• **Qué se pide**
1. Extrae literalmente el pasaje del texto sobre la muerte que empieza en las palabras "Pero no os fieis" y termina después de "hizo a contrapié.".
2. Según el texto sobre la muerte, ¿qué título tiene el libro que acaba de publicar el filósofo Francisco José Soler Gil?

··· Fragmento de texto

Pero esa esperanza de vivir hasta la extenuación, como casi todas las esperanzas, también nos ha esclavizado. Nunca se ha querido morir, claro está, y por eso se andaba con ojo por los desfiladeros y se esquivaban las espadas. Hoy día, sin embargo, como conocemos mejor los largos y pacientes caminos de la enfermedad, mantenerse con vida es mucho más esforzado y exige un constante ejercicio de imaginación. Y vamos por el mundo haciendo o dejando de hacer para disminuir las probabilidades de morir en 20 años por no sé qué patología. En muchos casos parece que viviéramos para no morir, como los animales.

Pero no os fieis de mí –yo raro vez lo hago–; hacedlo del filósofo Francisco José Soler Gil, quien acaba de publicar un libro sobre el tema. Se llama Al fin y al cabo y su germen hay que buscarlo en la vocación del autor, pues el filósofo, para serlo, ha de ir siempre seguido de esa sombra. No obstante, el detonante definitivo se haya en la muerte de su colega Javier Hernández-Pacheco, un pensador que, puedo garantizarlo, recibió los dones de la inteligencia y la alegría, y del que si bien no podemos decir que muriera pronto, pues “nadie es tan joven que no se pueda morir mañana”, sin duda lo hizo a contrapié.

······
··· Listado de datos

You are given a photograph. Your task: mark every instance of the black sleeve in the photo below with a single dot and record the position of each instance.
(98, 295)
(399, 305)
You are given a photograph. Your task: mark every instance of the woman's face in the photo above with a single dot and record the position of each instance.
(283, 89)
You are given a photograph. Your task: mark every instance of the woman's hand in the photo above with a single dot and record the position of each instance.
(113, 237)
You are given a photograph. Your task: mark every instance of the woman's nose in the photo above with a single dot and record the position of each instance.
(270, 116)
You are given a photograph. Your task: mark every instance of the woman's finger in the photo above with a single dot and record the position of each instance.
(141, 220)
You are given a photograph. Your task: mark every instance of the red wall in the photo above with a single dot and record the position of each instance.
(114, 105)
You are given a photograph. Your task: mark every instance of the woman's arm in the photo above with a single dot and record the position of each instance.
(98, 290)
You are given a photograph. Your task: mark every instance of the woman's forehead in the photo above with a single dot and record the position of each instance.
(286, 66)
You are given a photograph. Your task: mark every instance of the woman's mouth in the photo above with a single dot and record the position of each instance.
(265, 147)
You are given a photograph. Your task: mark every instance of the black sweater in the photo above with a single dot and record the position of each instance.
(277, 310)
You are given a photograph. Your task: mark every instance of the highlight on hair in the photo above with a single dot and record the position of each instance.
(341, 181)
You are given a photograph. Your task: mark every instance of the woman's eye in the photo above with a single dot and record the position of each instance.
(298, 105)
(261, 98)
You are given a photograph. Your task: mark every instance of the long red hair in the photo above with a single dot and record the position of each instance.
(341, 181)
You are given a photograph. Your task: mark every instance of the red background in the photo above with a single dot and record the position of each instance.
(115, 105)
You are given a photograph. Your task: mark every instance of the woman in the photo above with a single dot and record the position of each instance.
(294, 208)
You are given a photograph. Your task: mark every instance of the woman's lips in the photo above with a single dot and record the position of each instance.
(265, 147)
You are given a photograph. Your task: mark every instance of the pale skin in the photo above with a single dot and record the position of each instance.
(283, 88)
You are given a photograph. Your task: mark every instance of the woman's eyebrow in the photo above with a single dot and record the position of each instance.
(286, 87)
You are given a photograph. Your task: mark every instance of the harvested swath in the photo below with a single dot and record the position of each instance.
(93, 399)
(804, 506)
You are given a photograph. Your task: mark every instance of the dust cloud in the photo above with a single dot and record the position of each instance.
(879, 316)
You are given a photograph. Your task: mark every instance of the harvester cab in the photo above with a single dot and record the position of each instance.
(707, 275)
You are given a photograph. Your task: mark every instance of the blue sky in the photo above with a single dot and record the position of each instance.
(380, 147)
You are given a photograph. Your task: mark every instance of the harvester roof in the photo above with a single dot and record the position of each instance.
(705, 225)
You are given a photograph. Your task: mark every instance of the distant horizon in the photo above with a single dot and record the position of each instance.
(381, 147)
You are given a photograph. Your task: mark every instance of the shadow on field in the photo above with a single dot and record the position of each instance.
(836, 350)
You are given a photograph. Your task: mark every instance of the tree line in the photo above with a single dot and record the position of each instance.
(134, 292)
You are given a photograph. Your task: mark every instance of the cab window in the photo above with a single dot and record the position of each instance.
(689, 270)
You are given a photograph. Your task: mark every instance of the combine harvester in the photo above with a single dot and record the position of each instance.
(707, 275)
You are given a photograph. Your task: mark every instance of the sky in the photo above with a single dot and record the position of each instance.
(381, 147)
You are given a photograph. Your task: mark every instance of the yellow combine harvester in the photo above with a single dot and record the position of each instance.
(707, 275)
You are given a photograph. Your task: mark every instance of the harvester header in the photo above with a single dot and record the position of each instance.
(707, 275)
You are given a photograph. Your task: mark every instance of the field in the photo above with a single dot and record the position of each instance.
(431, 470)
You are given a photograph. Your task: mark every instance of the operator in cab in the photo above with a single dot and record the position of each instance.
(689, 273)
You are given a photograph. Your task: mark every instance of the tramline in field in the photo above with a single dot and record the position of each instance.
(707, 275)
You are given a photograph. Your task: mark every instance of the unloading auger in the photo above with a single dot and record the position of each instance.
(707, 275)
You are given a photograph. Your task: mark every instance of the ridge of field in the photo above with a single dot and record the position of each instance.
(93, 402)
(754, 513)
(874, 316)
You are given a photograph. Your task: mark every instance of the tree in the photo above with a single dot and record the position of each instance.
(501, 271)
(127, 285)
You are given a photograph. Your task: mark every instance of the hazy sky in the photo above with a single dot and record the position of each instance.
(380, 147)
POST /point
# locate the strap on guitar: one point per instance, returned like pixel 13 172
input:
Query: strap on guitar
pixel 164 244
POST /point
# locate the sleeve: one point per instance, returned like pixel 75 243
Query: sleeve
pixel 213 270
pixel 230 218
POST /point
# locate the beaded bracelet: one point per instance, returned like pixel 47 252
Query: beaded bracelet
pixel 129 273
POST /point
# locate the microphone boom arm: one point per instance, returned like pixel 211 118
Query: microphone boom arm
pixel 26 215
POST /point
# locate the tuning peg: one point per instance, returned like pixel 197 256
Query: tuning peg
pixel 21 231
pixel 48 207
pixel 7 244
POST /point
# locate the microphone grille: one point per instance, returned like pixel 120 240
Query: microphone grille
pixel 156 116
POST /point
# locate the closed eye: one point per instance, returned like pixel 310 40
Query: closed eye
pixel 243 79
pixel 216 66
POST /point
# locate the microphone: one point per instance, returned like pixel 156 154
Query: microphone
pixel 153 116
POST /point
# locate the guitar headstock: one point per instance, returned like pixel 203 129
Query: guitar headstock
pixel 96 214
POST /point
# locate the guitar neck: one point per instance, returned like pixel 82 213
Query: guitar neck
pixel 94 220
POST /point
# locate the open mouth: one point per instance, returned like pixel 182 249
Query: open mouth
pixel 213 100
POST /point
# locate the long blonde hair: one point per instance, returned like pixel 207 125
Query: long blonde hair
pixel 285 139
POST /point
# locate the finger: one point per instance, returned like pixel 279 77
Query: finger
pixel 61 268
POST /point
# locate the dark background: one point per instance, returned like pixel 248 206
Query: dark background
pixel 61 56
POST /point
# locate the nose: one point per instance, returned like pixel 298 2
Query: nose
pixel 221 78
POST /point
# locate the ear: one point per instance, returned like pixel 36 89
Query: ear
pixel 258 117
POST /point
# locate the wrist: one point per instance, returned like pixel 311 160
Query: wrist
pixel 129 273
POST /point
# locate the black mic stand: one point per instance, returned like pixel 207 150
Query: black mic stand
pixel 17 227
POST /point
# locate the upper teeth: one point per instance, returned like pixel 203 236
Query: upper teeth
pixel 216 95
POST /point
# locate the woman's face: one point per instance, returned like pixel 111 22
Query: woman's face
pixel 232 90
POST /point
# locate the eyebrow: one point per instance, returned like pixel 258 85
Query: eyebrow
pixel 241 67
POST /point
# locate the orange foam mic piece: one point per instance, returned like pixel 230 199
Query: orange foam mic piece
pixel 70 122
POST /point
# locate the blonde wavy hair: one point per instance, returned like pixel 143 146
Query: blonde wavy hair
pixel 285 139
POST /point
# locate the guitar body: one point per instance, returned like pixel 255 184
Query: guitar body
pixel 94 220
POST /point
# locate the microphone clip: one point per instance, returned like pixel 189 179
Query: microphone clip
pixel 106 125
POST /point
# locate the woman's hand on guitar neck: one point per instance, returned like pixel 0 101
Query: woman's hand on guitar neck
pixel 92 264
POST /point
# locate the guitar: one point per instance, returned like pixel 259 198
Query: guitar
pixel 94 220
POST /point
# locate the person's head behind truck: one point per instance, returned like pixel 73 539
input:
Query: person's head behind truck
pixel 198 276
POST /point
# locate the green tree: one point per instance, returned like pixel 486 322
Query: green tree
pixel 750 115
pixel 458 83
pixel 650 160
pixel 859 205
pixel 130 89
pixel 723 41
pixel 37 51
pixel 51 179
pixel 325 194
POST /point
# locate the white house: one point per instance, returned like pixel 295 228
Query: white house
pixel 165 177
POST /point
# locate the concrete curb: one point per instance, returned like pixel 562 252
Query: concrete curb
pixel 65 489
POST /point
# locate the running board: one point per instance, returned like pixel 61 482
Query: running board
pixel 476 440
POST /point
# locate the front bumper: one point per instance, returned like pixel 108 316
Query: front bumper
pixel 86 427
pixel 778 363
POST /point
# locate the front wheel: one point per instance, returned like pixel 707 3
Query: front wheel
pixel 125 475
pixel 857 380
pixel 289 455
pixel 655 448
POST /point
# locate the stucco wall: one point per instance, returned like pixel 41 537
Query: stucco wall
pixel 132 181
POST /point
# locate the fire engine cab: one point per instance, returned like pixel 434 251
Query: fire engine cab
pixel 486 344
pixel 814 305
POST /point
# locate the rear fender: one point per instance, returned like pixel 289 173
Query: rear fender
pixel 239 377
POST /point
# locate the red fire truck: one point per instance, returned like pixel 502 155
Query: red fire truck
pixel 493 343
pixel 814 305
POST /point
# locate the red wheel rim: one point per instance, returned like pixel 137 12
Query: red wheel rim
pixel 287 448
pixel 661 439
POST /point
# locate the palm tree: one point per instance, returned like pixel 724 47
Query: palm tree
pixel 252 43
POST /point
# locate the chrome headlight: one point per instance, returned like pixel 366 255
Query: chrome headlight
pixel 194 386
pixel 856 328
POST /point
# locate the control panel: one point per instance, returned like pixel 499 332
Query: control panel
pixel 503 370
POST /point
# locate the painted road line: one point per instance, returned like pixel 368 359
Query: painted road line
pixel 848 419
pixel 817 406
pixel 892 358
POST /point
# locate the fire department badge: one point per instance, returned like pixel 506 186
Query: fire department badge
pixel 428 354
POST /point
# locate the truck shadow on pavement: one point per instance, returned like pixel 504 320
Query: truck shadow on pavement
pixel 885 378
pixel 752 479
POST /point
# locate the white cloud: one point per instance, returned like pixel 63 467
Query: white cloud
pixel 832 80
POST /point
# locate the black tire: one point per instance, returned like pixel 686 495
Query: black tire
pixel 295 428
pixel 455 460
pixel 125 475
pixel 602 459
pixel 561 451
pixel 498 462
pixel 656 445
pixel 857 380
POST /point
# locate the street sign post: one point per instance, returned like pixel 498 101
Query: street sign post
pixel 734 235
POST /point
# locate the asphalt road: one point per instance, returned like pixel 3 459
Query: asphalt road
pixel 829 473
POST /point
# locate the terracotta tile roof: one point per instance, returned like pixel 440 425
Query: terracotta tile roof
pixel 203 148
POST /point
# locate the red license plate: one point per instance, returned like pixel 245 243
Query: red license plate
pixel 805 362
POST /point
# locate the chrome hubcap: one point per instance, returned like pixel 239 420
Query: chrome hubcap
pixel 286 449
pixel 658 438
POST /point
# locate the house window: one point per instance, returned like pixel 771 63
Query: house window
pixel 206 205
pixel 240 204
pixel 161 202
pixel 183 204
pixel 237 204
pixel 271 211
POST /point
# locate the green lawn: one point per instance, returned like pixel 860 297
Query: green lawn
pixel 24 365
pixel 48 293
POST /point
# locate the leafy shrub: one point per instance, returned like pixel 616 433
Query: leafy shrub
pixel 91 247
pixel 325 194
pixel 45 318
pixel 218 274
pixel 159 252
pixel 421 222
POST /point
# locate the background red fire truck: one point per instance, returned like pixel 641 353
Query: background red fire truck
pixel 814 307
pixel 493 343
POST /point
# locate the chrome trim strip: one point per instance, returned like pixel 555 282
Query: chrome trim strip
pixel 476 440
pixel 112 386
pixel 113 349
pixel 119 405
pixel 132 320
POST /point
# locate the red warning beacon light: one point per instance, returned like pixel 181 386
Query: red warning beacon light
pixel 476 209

······

• **Soluciones por tarea**
1.
Pero no os fieis de mí –yo raro vez lo hago–; hacedlo del filósofo Francisco José Soler Gil, quien acaba de publicar un libro sobre el tema. Se llama Al fin y al cabo y su germen hay que buscarlo en la vocación del autor, pues el filósofo, para serlo, ha de ir siempre seguido de esa sombra. No obstante, el detonante definitivo se haya en la muerte de su colega Javier Hernández-Pacheco, un pensador que, puedo garantizarlo, recibió los dones de la inteligencia y la alegría, y del que si bien no podemos decir que muriera pronto, pues “nadie es tan joven que no se pueda morir mañana”, sin duda lo hizo a contrapié.

2. Al fin y al cabo.